Output all the records below, word for word.
※ ※ ※
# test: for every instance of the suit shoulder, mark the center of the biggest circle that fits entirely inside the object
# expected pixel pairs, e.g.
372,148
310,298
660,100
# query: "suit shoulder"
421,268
※ ※ ※
• Result of this task:
# test: for every instance of the suit shoulder, mark the center of the biggest circle that fits entirely inside the object
# expected pixel pairs, e.g.
372,148
310,298
660,100
# query: "suit shoulder"
421,268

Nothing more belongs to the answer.